• SET TASKS:
1 - In the thread about replacing reinterpret_cast with memcpy, what does the answer say the #2 code tries to interpret the vector's data as?
2 - Translate this sentence from the reinterpret_cast thread into Spanish: "I'm not very fluent with the use of reinterpret_cast and memcpy, so I'd like to know, can I consider #1 and #2 as equivalent?"
3 - Extend the thread about replacing reinterpret_cast with memcpy, picking up after its last sentence.

Replacing reinterpret_cast by memcpy

Question

I've got some legacy code containing the following line of code:

uint16_t* data = reinterpret_cast<uint16_t*>(array_.data()); // #1

With array_ of type std::vector. So far, I understood that we store into data a pointer to the first element of the vector, and we tell the compiler to consider it as an uint16_t.

For some reasons, I'm looking to replace the reinterpret_cast by a memcpy.

I've come along with the following replacement lines:

uint16_t* data;
memcpy(&data, typed_array_.data(), bytes_per_elem); // #2

With bytes_per_elem the size in bytes of vector elements.

I'm not very fluent with the use of reinterpret_cast and memcpy, so I'd like to know, can I consider #1 and #2 as equivalent?

Answer 1

can i consider #1 and #2 as equivalent ?

No, the #2 code looks very invalid. It tries to interpret the data stored in a vector as a pointer value to uint16_t. Which the first interprets the data stored in the vector as values of uint16_t, not a pointer value.

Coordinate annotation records
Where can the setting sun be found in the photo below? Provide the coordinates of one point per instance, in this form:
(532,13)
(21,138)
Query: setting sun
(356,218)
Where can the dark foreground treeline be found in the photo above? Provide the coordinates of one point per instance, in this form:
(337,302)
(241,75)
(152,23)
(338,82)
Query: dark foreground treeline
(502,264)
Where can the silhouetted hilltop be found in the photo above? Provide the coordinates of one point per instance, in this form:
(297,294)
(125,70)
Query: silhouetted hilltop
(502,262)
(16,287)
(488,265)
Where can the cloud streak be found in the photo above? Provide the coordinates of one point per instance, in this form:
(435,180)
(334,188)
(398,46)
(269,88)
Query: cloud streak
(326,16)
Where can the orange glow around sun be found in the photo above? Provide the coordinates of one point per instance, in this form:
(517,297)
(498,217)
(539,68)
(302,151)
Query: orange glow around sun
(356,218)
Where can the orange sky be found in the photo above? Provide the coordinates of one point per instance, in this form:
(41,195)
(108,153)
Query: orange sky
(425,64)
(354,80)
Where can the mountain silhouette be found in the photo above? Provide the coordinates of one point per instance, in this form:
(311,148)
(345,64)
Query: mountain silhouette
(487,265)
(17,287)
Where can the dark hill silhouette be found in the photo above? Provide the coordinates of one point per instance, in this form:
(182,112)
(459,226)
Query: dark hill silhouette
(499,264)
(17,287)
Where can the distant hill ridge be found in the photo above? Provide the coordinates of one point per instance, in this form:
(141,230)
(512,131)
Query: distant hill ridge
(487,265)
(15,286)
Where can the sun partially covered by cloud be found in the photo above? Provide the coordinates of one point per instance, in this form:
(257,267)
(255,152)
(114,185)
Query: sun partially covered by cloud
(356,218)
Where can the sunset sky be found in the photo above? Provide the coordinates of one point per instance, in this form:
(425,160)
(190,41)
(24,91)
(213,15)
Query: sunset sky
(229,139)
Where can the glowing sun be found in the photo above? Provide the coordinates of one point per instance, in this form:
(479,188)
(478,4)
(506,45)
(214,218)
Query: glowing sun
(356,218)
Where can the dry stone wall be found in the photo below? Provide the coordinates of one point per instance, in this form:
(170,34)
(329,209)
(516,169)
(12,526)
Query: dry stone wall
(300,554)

• RESULTS IN ORDER:
1 - As a pointer value to uint16_t.

2 - No domino mucho el uso de reinterpret_cast y memcpy, así que me gustaría saber: ¿puedo considerar #1 y #2 como equivalentes?

3 -
I guess you probably meant to allocate the memory to store the actual data:

// assuming std::vector<uint8_t> array_;
std::vector<uint16_t> data(array_.size() / sizeof(uint16_t));
memcpy(data.data(), array_.data(), array_.size());

But it would be much better to do the actual conversion, like:

// assuming std::vector<uint8_t> array_;
std::vector<uint16_t> data(array_.size() / sizeof(uint16_t));
for (size_t i = 0; i < array_.size(); i += 2) {
    // little endian or big endian?
    data[i / 2] = array_[i] << 8 | array_[i + 1];
}

Consider researching strict aliasing rules, reinterpret_cast, how does pointers differ from values, what is & operator in C++, <bit>, std::byte, std::bit_cast.

Answer 2

The code using reinterpret_cast and the replacement code using memcpy are NOT equivalent.

The line using reinterpret_cast does not perform any data copying; it simply changes the type of the pointer. Both pointers are pointing to the same memory location.

The line using memcpy() is attempting to copy data from the memory location which typed_array_.data() is pointing at, to the memory location occupied by data itself, not to where data is pointing at (which is nowhere).

Note that the destination pointer data is uninitialized, so the behavior is undefined.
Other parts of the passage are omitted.